**YOUR GOAL**
Repeat exactly, and only, the lines from the one holding "Target: fox leg" through the last line of the records below.

**Region pointing data**

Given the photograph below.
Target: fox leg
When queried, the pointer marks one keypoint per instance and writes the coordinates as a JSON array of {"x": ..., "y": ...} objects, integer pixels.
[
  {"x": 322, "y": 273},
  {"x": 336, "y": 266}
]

**WRITTEN SOLUTION**
Target: fox leg
When queried, the pointer marks one keypoint per instance and writes the coordinates as a JSON array of {"x": ..., "y": ...} objects, integer pixels.
[
  {"x": 322, "y": 273},
  {"x": 336, "y": 266}
]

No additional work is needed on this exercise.